(Supplied passage begins)

- LOS ANGELES
Filmmaker Fernando Livschitz has joined production company Logan Industry for U.S. commercial representation.
Livschitz’s work stands apart for its “magical realism” sensibility, in which narratives unfold organically to depict the extraordinary as something ordinary and common. His latest commercial, “Anywhere can happen” is for Singapore’s commuter network Zig via agency Mother. It combines live action, stock footage and postproduction, for a fantastical and surreal journey through the country.
“I have always appreciated the concept of magical realism,” said José Nuñez, founding partner/executive producer, Logan Industry. “All of Fernando’s work--commercials, content and visual art--has a fun and uplifting spirit that reveals the magical in the everyday and makes what he does special and astoundingly original.”
Livschitz--who earlier in his career had been with Havoc Content for spot representation in the U.S.--has a body of commercial work which spans clients including Real Madrid, Audi, Singapore Rediscovers and Piraeus Bank. He has also directed many acclaimed short films that are viral hits. Among the highlights, Lost in Motions, an ambitious stop-motion piece for Argentina’s “Artists Locked Down” pandemic project using over 800 individually laser cut elements painstakingly positioned and shot frame by frame; and the highly praised opening credits for The Late Show with Stephen Colbert, a tilt-shift aerial portrait of NYC as you’ve never seen it before shot over three months in New York with two months of post in Buenos Aires.
“As a director, I love showing how great life can be, and always strive to capture its magic and energy,” Livschitz said. “I try to create a charming, mind-boggling mood. I cast actors who come across as real and raw and use camera movements and visual resources that emote just as much as the characters they capture.”

(Supplied passage ends)

Work task 1
According to the article on Fernando Livschitz, how many individually laser cut elements were used in Lost in Motions?
Work task 2
Extend the article on Fernando Livschitz beyond its final paragraph.
The rows after the article on Fernando Livschitz are not needed.

(Extracted material begins)

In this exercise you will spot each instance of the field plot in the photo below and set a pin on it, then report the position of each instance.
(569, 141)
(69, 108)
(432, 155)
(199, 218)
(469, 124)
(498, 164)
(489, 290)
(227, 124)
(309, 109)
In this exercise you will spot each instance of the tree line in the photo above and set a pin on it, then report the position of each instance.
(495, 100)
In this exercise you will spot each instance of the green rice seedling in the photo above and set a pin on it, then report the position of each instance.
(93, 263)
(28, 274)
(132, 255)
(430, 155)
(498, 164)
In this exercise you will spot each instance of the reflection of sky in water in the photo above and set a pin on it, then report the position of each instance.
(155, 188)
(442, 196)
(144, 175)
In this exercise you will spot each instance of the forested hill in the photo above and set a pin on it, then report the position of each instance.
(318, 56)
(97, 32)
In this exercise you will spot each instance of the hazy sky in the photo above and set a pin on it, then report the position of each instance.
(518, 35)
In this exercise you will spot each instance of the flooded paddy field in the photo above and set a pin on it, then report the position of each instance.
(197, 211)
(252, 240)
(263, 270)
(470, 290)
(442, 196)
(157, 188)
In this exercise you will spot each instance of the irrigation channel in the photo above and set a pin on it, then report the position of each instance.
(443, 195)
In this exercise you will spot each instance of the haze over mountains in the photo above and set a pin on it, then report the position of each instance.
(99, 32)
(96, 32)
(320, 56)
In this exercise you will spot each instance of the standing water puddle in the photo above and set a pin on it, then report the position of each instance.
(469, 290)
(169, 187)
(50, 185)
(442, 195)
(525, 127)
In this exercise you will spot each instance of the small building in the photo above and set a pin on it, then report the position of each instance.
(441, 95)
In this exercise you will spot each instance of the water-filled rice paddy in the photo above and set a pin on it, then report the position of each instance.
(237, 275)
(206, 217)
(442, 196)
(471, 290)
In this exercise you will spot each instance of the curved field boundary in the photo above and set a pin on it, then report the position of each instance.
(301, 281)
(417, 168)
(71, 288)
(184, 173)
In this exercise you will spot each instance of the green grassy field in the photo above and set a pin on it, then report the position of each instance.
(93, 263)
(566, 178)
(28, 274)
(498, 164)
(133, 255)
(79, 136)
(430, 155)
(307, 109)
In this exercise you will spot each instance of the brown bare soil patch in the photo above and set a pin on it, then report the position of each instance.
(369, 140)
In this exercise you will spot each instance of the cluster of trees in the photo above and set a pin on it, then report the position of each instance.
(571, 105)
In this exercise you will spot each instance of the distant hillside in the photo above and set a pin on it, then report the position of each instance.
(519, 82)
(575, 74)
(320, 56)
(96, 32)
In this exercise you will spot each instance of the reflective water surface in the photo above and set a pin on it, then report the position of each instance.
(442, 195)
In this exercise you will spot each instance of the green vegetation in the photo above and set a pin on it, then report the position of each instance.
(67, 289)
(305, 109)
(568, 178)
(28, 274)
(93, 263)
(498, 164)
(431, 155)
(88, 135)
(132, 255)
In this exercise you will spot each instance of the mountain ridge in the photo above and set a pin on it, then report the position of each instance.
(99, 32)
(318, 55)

(Extracted material ends)

Response 1
Over 800.

Response 2
About a decade ago, Argentine native Livschitz created his breakthrough short Buenos Aires Inception Park, which won a YDA Award at Cannes. The FX-driven film casts the metropolis as an amusement park, with people discovering its charms riding their favorite rides across the skyscape. Another original short, Rush Hour, portrays the mad chaos of an Argentina intersection at rush hour, with bicyclists and pedestrians narrowly escaping a deluge of cars. Although it looks shockingly real, it’s not.
Livschitz’s directorial career has taken him around the world, everywhere from the U.S., Spain, Greece and France to Russia, Dubai, Singapore and Thailand. He values a sense of camaraderie with production partners and was drawn to Logan Industry for his U.S. representation because of its production expertise and close-knit creative culture.
“I feel a family mood here,” Livschitz said. “It’s not the average production company with dozens of directors and producers. José and his executive producers Paul [Kawasaki] and Marthinus [Lamprecht] are a collaborative team who care about my work and are invested in what I want to do. I’m excited to start shooting!”
“I feel better about life after watching his work,” Lamprecht said. “When agencies see his work, they often invite him to be involved in the creative and concept early. While he’s skilled in FX, he likes to do as much as possible in camera, to shoot practically and take things out. Each piece he does is unique and amazing. After eighteen months of pandemic life, the world needs a smile. Fernando is that cherry on top of the cake.”